*** Opening of TEXT UNDER STUDY ***

It becomes immediately evident that something is terribly wrong with the system. People who yesterday were living lives indistinguishable from "legals," are treated with stern recrimination as if they are the most dangerous of criminals (and yet being in the USA illegally is not even a felony, so when activists chant: "We're not criminals!" they are exactly right). Tarek's mother (Hiam Abbass) comes to New York, where Tarek is incarcerated, to be close to him, and a tender romance springs up between her and Walter.
 
Spoiler alert: When Tarek is deported, Walter "takes his place," drumming in the subway. But nothing can replace this blythe spirit who enriched the USA with his presence for a while. This simple story, simply told, enables us to graze the surface of the immigrant experience, who love their birth countries, miss them "sometimes," and definitely feel that America is "home." I would fault the movie for not having told a more intense, desperate tale, but maybe that wasn't the point. Maybe the point was to show ordinary people we know and love, friends and neighbors, more American than the Americans. As Tarek's mother says: "after time, you forget, you feel you really belong."
 
One thing is certain: America is still the land of opportunity for people seeking not just jobs but rule of law; a future; freedom of speech, press, movement; ethnic and gender equality--things we natural-born citizens barely even think about. Many try to jump through all the necessary hoops, but the immigration system is badly broken, and America doesn't seem to have the will to reform it. Why not? Perhaps it benefits some powerful few in its present unrealistic, irrational, almost arbitrary state? Can we really shut up the Promised Land? Or make people wait 40 years to get there? Should we retract Emma Lazarus' welcome: "Give me...your huddled masses"? Wallflower Walter, face-to-face with icy bureaucratic indifference, loses it and wants someone to be held responsible for the utterly impersonal and intractable way Tarek is handled.
 
Although illegal immigration and border security are very real concerns, and laws should be upheld and not mocked, let's remember that human laws only have value insofar as they are based on a higher law, and let's work to bring them into that conformity. The website is chockfull of resources, organizations and ways to get involved: www.takepart.com.
 
By the way, "Visitor" makes a great argument for drum circles as a way to bring about world peace. The music of Nigerian, Fela Kuti, father of Afrobeat music, is prominently featured. Tarek even holds up his CD very auspiciously:
Open And Close/Afrodisiac
 
The title: "The Visitor" instantly reminded me of the claymation "Michael the Visitor," an adaptation of Tolstoy's "The Truths We Live By"....
Michael the Visitor
 
 
...and the whole concept of hospitality and welcoming the stranger as Christ.
"I was a stranger and you welcomed me." Matthew 25:35 (RSV)
 
"Do not neglect hospitality, for through it some have unknowingly entertained angels."
Hebrews 13:2 (NAB)
 
"When an alien lives with you in your land, do not mistreat him. The alien living with you must be treated as one of your native-born. Love him as yourself, for you were aliens in Egypt. I am the LORD your God." Leviticus 19:33-34 (NIV)
 
 
The New Colossus

Not like the brazen giant of Greek fame,
With conquering limbs astride from land to land;
Here at our sea-washed, sunset gates shall stand
A mighty woman with a torch, whose flame
Is the imprisoned lightning, and her name
Mother of Exiles. From her beacon-hand
Glows world-wide welcome; her mild eyes command
The air-bridged harbor that twin cities frame.
"Keep, ancient lands, your storied pomp!" cries she
With silent lips. "Give me your tired, your poor,
Your huddled masses yearning to breathe free,
The wretched refuse of your teeming shore.
Send these, the homeless, tempest-tost to me,
I lift my lamp beside the golden door!"

*** Close of TEXT UNDER STUDY ***
*** Opening of EXCERPTED DATA ***

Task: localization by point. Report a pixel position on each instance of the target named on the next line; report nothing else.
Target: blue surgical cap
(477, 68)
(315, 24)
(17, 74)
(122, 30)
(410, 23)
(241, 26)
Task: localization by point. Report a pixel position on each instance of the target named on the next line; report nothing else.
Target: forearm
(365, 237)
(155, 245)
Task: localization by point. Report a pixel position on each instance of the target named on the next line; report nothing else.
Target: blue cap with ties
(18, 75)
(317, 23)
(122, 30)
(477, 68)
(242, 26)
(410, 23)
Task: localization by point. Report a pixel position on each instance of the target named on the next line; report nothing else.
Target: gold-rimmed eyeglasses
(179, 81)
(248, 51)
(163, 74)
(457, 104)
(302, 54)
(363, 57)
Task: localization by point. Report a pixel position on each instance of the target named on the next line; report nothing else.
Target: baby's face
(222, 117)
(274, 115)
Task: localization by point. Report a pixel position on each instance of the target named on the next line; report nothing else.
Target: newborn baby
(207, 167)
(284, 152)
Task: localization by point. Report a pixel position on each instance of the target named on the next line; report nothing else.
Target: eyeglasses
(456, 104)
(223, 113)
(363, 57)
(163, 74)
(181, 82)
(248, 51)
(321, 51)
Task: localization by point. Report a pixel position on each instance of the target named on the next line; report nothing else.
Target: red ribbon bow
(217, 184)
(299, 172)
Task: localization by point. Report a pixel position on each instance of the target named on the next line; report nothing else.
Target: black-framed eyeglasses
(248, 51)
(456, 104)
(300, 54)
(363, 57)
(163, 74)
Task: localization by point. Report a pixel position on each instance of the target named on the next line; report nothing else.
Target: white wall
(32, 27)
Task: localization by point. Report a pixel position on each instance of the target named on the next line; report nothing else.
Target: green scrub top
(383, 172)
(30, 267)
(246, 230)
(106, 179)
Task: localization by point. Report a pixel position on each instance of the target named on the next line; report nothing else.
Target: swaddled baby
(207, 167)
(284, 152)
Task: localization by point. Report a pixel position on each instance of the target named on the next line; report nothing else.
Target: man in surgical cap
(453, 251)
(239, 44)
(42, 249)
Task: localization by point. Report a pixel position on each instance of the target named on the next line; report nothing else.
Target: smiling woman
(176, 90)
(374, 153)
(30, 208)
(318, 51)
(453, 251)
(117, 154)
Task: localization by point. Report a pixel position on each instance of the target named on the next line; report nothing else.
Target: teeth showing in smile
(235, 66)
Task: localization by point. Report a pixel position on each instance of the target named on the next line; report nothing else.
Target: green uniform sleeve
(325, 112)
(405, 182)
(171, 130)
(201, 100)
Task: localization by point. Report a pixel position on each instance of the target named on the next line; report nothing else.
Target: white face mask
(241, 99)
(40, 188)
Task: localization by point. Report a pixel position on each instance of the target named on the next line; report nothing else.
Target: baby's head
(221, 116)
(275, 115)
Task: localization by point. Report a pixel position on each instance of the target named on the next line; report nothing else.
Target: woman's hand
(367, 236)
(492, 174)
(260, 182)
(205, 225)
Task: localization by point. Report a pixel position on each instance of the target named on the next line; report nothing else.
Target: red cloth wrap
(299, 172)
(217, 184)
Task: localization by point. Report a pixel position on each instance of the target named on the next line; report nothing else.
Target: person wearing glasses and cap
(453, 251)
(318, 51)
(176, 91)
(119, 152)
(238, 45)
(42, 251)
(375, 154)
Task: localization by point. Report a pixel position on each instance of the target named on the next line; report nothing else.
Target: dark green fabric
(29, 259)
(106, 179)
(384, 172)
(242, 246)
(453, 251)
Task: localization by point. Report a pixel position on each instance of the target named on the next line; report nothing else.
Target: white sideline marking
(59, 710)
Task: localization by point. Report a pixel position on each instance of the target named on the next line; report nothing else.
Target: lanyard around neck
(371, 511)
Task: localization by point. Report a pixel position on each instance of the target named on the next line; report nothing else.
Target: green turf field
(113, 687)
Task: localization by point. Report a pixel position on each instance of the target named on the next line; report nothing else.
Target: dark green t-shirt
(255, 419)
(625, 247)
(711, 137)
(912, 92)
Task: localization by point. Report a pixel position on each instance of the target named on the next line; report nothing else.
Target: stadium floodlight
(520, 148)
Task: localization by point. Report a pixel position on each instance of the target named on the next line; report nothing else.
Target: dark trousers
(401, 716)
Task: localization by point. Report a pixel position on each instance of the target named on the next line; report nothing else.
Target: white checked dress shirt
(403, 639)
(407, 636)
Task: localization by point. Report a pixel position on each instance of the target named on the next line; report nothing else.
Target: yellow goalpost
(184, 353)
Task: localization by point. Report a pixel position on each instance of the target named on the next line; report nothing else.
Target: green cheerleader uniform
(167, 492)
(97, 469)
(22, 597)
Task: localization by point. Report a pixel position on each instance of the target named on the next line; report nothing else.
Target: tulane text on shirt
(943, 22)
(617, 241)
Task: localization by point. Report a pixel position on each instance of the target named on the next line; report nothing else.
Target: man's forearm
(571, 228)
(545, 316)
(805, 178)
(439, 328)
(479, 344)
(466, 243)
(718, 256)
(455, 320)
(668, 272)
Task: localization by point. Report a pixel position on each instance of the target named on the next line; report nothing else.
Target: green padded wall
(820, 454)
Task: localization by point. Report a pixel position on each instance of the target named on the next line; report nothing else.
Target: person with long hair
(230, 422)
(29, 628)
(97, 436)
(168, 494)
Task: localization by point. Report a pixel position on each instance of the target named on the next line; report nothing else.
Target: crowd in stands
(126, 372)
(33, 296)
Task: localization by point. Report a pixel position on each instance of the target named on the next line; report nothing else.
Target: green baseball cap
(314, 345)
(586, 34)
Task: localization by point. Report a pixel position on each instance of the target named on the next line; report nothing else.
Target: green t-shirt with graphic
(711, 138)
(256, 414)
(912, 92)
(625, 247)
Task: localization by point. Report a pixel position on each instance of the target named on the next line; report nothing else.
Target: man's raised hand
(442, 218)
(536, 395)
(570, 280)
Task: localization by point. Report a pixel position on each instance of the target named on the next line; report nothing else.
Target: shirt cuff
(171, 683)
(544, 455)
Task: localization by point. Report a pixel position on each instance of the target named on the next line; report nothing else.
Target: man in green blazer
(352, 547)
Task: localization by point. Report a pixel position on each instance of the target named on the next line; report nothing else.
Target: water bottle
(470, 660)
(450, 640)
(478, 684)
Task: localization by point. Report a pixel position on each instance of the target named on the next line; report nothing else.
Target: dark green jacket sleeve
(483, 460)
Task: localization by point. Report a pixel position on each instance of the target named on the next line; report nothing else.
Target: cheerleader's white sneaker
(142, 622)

*** Close of EXCERPTED DATA ***

**WORK ORDER 1**
In the review of The Visitor, what does Walter do after Tarek is deported?
**WORK ORDER 2**
In the passage of the review of The Visitor starting at "Michael the Visitor" and ending at "Matthew 25:35 (RSV)", rename "stranger" as "newcomer".
**WORK ORDER 3**
Translate this sentence from the review of The Visitor into Spanish: "The music of Nigerian, Fela Kuti, father of Afrobeat music, is prominently featured."
Rely only on the review of The Visitor for what follows.

**RESPONSE AREA 1**
He "takes his place," drumming in the subway.

**RESPONSE AREA 2**
Michael the Visitor
 
 
...and the whole concept of hospitality and welcoming the newcomer as Christ.
"I was a newcomer and you welcomed me." Matthew 25:35 (RSV)

**RESPONSE AREA 3**
La música del nigeriano Fela Kuti, padre de la música afrobeat, ocupa un lugar destacado.